** THE DATA **
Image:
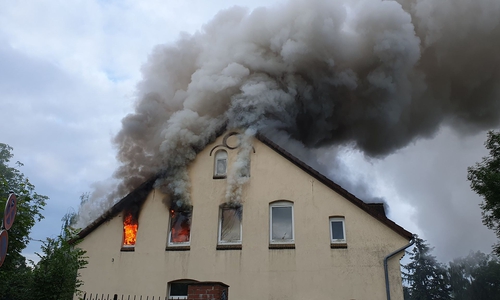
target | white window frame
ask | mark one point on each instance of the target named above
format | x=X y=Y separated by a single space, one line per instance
x=219 y=240
x=220 y=155
x=281 y=204
x=337 y=219
x=179 y=244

** TASK DIRECTIONS **
Copy every line of the records above word for word, but leave out the pictures.

** EXERCISE RESPONSE **
Image:
target | white window frame
ask | mark one point on each instance of the target named above
format | x=X y=Y separated by a single space, one line per instance
x=219 y=240
x=220 y=155
x=281 y=204
x=337 y=219
x=179 y=244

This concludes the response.